Start of Source records

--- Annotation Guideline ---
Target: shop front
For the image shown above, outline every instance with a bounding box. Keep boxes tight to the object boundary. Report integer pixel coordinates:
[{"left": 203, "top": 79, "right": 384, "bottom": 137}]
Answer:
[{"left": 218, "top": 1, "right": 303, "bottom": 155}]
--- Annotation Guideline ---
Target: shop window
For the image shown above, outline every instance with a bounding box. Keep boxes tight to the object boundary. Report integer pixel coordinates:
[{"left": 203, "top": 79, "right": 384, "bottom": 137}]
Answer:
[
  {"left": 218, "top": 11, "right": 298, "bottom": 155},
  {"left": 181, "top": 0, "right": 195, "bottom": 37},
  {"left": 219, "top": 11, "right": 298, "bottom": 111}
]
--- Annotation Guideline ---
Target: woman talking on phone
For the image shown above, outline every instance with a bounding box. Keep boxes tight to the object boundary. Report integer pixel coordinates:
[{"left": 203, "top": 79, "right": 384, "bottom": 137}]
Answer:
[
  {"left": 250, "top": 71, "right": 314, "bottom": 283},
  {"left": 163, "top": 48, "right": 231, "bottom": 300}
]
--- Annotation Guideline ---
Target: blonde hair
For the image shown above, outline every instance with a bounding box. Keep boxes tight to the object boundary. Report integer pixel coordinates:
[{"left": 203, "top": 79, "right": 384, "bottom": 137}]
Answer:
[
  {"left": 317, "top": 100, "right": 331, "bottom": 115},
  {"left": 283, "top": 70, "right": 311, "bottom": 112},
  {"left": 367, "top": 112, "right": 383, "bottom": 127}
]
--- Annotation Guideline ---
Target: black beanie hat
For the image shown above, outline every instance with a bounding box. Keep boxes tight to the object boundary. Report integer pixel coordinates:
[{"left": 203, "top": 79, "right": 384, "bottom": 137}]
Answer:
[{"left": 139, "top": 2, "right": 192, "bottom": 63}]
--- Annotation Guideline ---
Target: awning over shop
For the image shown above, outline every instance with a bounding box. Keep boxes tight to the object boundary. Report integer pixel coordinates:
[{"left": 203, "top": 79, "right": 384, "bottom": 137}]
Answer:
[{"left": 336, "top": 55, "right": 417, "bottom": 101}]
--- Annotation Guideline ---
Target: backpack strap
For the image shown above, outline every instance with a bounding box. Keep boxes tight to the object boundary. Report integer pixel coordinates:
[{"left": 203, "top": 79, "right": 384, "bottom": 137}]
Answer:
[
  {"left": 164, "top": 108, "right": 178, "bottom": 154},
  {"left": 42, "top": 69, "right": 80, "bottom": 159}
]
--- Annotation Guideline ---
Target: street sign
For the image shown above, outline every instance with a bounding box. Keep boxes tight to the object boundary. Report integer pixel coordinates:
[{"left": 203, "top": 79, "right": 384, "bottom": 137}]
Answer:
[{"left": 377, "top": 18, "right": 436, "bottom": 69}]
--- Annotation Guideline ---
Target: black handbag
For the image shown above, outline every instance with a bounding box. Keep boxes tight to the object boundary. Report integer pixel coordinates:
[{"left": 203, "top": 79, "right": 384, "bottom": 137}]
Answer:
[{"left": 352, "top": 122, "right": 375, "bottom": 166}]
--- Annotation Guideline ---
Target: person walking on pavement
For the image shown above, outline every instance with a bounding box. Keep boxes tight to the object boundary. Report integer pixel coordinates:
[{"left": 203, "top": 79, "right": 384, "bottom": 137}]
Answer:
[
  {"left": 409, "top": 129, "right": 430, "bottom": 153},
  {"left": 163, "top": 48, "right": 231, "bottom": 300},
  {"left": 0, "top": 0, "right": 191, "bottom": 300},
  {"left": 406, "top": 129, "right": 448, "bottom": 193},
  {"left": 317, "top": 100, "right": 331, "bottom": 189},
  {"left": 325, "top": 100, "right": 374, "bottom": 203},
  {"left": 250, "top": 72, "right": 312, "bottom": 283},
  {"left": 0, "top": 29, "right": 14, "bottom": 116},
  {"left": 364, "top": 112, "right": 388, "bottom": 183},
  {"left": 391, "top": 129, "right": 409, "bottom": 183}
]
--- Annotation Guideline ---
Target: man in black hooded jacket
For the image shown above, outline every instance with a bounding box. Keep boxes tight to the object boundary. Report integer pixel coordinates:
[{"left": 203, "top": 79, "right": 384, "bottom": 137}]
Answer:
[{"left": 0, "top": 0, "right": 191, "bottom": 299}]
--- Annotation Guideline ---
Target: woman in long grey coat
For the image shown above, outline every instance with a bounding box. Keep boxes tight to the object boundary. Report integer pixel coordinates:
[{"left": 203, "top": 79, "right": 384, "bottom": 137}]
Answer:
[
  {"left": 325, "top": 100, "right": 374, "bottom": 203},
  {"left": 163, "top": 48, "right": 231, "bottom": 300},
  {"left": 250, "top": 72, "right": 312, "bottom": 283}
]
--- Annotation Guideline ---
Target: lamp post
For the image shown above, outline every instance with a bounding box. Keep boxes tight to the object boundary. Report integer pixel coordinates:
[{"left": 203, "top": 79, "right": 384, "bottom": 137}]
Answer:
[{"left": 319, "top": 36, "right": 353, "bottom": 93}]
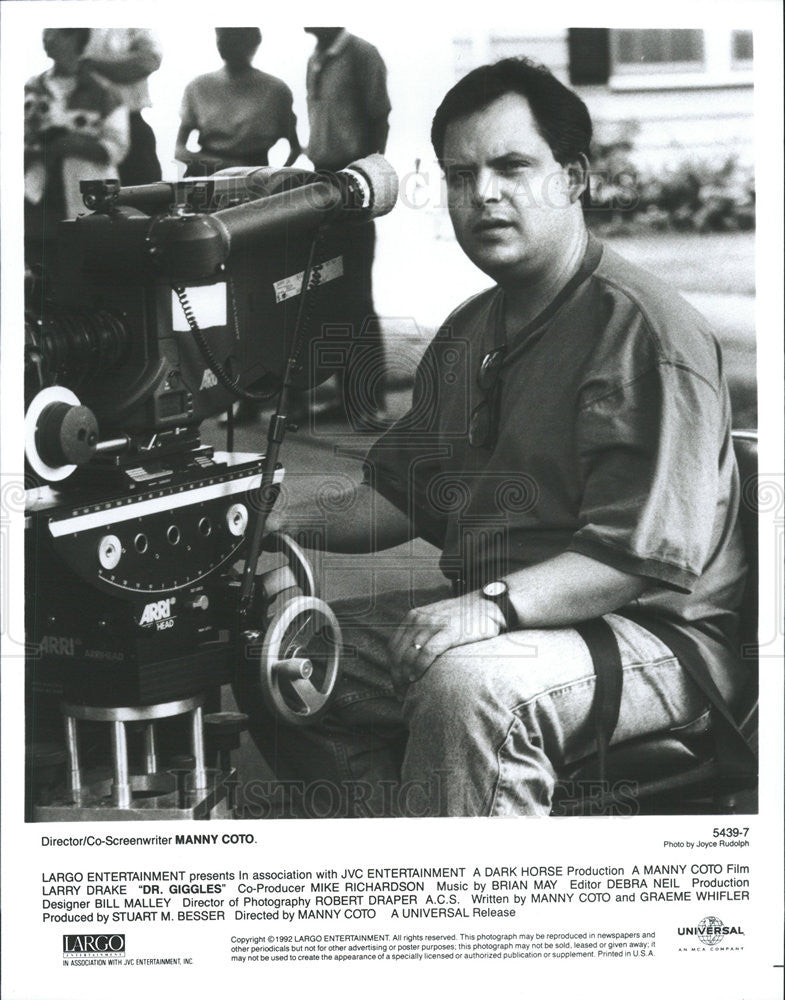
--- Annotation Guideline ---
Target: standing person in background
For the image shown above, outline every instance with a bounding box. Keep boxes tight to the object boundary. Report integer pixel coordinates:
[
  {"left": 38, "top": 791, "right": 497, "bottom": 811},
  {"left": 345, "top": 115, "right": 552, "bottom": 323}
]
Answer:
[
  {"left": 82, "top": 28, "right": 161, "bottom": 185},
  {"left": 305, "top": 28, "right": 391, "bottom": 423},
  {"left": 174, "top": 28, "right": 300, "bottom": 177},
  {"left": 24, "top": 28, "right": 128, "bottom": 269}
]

End of Source records

Aim of the exercise: The data above should be repeated exactly, minus any pictures.

Result below:
--- Annotation Guideline ---
Target: shop front
For the image shown above, outline every instance with a bounding box. Keep boxes tight to the object boundary. Report integer pixel coordinates:
[{"left": 203, "top": 79, "right": 384, "bottom": 137}]
Answer:
[{"left": 218, "top": 1, "right": 303, "bottom": 155}]
--- Annotation Guideline ---
Target: shop window
For the image shown above, outline every instance with a bounding box. Keep boxes tight to the object boundary. Report integer pixel coordinates:
[{"left": 203, "top": 79, "right": 384, "bottom": 137}]
Answer:
[
  {"left": 218, "top": 11, "right": 298, "bottom": 155},
  {"left": 181, "top": 0, "right": 195, "bottom": 37},
  {"left": 219, "top": 11, "right": 298, "bottom": 111}
]
--- Annotation Guideline ---
Target: woman talking on phone
For the image shown above, outline every instance with a bounding box. Keep boxes tight to the object boundary. Report integer pixel coordinates:
[{"left": 203, "top": 79, "right": 384, "bottom": 137}]
Answer:
[
  {"left": 250, "top": 71, "right": 314, "bottom": 283},
  {"left": 163, "top": 48, "right": 231, "bottom": 300}
]
--- Annotation Guideline ---
Target: blonde hair
For the image shown above, outline every instance with a bounding box. Keep boxes tight to the object boundary. Report integer pixel coordinates:
[{"left": 203, "top": 79, "right": 384, "bottom": 137}]
Answer:
[
  {"left": 317, "top": 100, "right": 331, "bottom": 115},
  {"left": 283, "top": 70, "right": 311, "bottom": 112},
  {"left": 367, "top": 112, "right": 383, "bottom": 127}
]
--- Annotation Guideline ---
Target: black beanie hat
For the image shown above, outline every instance with a bounding box. Keep boxes tight to the object boundary. Report integer pixel coordinates:
[{"left": 203, "top": 79, "right": 384, "bottom": 137}]
Answer:
[{"left": 139, "top": 2, "right": 192, "bottom": 63}]
--- Annotation Guideline ---
Target: awning over shop
For the image shown above, outline every instance with a bounding box. Keep boxes tight to the object boundary. Report integer pixel coordinates:
[{"left": 203, "top": 79, "right": 384, "bottom": 137}]
Answer:
[{"left": 336, "top": 55, "right": 417, "bottom": 101}]
--- Annotation Guideline ---
Target: backpack strap
For the image shown above, outline every instance with a bounding box. Keep boxes tight to the object boundary. Report integer pixel coordinates:
[{"left": 203, "top": 79, "right": 384, "bottom": 137}]
Answer:
[
  {"left": 164, "top": 108, "right": 178, "bottom": 154},
  {"left": 42, "top": 69, "right": 80, "bottom": 159}
]
--- Annotation Guideline ---
Target: street sign
For the image shown above, outline every instance with a bounding box. Keep boxes tight to the object boundary. Report integer pixel coordinates:
[{"left": 203, "top": 79, "right": 384, "bottom": 137}]
Answer:
[{"left": 377, "top": 18, "right": 436, "bottom": 69}]
--- Annotation Guideline ---
Target: black handbag
For the image shown above, outline every instance with a bounding box. Keep boxes tight to the object boundary. Report integer pixel coordinates:
[{"left": 203, "top": 79, "right": 384, "bottom": 137}]
Answer:
[{"left": 352, "top": 122, "right": 375, "bottom": 166}]
--- Annotation Guideline ---
Target: person walking on pavement
For the image shown above, outline every instance with a bounding box. Keep boxes tight to the object boundary. Report integer pixel coordinates:
[{"left": 203, "top": 79, "right": 384, "bottom": 137}]
Answer:
[
  {"left": 409, "top": 129, "right": 430, "bottom": 153},
  {"left": 163, "top": 48, "right": 231, "bottom": 300},
  {"left": 0, "top": 0, "right": 191, "bottom": 300},
  {"left": 406, "top": 129, "right": 448, "bottom": 193},
  {"left": 317, "top": 100, "right": 331, "bottom": 189},
  {"left": 325, "top": 100, "right": 374, "bottom": 203},
  {"left": 250, "top": 72, "right": 312, "bottom": 283},
  {"left": 0, "top": 29, "right": 14, "bottom": 116},
  {"left": 364, "top": 112, "right": 388, "bottom": 183},
  {"left": 391, "top": 129, "right": 409, "bottom": 183}
]
--- Annotation Guideline ---
Target: man in black hooded jacket
For the image shown above, outline every instance with a bounding box. Keep boxes tight to the object boundary. Report integer pixel coordinates:
[{"left": 203, "top": 79, "right": 384, "bottom": 137}]
Answer:
[{"left": 0, "top": 0, "right": 191, "bottom": 299}]
--- Annotation Guideline ---
Target: woman in long grey coat
For the image shown above, outline every instance with a bounding box. Keep boxes tight to the object boundary. Report integer pixel coordinates:
[{"left": 203, "top": 79, "right": 384, "bottom": 137}]
Answer:
[
  {"left": 325, "top": 100, "right": 374, "bottom": 203},
  {"left": 163, "top": 48, "right": 231, "bottom": 300},
  {"left": 250, "top": 72, "right": 312, "bottom": 283}
]
--- Annotation Guideline ---
Target: lamp post
For the image shown above, outline every instance with a bounding box. Keep boxes tight to the object boundary. Report integer pixel coordinates:
[{"left": 203, "top": 79, "right": 384, "bottom": 137}]
Answer:
[{"left": 319, "top": 36, "right": 353, "bottom": 93}]
--- Annotation Guideline ---
Target: standing person in background
For the image shown above, outline every instance with a bounding box. Keep boxes tight to the object boundary. Report integer pixel coordinates:
[
  {"left": 38, "top": 791, "right": 497, "bottom": 811},
  {"left": 345, "top": 115, "right": 552, "bottom": 323}
]
Answer:
[
  {"left": 82, "top": 28, "right": 161, "bottom": 185},
  {"left": 305, "top": 28, "right": 391, "bottom": 423},
  {"left": 174, "top": 28, "right": 300, "bottom": 177},
  {"left": 24, "top": 28, "right": 128, "bottom": 269}
]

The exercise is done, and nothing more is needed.